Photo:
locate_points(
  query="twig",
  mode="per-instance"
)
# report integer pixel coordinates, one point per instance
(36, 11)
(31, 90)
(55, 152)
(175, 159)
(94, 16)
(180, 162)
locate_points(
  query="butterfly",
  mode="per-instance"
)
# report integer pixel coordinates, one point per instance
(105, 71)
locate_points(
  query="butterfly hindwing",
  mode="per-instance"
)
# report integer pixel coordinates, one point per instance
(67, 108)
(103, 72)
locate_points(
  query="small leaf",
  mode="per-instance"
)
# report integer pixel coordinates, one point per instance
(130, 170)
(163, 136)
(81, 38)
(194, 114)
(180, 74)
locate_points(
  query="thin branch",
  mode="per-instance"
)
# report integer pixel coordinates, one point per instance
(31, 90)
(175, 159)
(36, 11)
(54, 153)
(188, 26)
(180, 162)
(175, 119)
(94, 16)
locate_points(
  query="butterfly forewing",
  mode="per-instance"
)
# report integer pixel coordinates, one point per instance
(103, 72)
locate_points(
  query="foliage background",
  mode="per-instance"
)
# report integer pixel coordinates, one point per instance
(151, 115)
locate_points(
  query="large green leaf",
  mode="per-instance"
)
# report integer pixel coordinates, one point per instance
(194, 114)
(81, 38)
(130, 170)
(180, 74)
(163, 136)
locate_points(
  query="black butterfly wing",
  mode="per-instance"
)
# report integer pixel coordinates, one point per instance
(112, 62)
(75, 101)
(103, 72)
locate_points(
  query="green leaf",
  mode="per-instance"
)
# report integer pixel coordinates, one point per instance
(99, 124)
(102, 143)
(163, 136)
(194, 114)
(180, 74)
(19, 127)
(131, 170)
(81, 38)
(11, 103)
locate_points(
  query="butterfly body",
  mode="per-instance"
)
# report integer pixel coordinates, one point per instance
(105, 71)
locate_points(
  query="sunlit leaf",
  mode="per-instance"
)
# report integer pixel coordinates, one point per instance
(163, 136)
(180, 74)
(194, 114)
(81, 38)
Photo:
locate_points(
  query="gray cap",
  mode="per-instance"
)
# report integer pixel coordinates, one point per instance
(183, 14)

◇ ◇ ◇

_TASK GOAL_
Repeat each entry word for word.

_ANSWER BELOW_
Photo:
locate_points(
  query="twig",
  mode="per-instance"
)
# report integer pixel coordinates, one point per instance
(36, 11)
(31, 90)
(55, 152)
(175, 159)
(94, 16)
(180, 162)
locate_points(
  query="butterfly",
  mode="per-instance"
)
# report integer pixel coordinates, one point per instance
(105, 71)
locate_points(
  query="butterfly hindwing",
  mode="per-instance"
)
# report integer pixel coordinates, one point per instance
(67, 108)
(103, 72)
locate_points(
  query="small leaf",
  mode="per-instance"
)
# report integer pixel coordinates, one point per instance
(130, 170)
(163, 136)
(81, 38)
(194, 114)
(180, 74)
locate_points(
  query="thin branch",
  mode="per-instance"
)
# report integer pixel coordinates, one point per instance
(31, 90)
(175, 159)
(36, 11)
(54, 153)
(188, 26)
(180, 162)
(175, 119)
(94, 16)
locate_points(
  query="butterfly forewing",
  mode="per-instance"
)
# report integer pixel coordinates, one point per instance
(103, 72)
locate_points(
  query="foliage background",
  mode="per-instance"
)
# report integer pixel coordinates, one point per instance
(151, 115)
locate_points(
  query="large green leaf",
  mode="per-instance"
)
# report integer pixel coordinates, one point per instance
(194, 114)
(81, 38)
(130, 170)
(180, 74)
(163, 136)
locate_points(
  query="black butterfly wing",
  mode="per-instance"
)
# report integer pixel coordinates, one point per instance
(112, 62)
(75, 101)
(103, 72)
locate_points(
  query="green leaf",
  mode="per-instance"
)
# report integer pixel coordinates, one point per instance
(99, 124)
(102, 143)
(163, 136)
(194, 114)
(180, 74)
(19, 127)
(131, 170)
(81, 38)
(11, 103)
locate_points(
  query="butterfly body",
  mode="per-instance"
)
# report integer pixel coordinates, one point per instance
(105, 71)
locate_points(
  query="sunlit leaf",
  mode="per-instance"
)
# report integer pixel coordinates, one point per instance
(163, 136)
(180, 74)
(194, 114)
(81, 38)
Photo:
locate_points(
  query="gray cap",
  mode="per-instance"
)
# report integer pixel coordinates, one point per instance
(183, 14)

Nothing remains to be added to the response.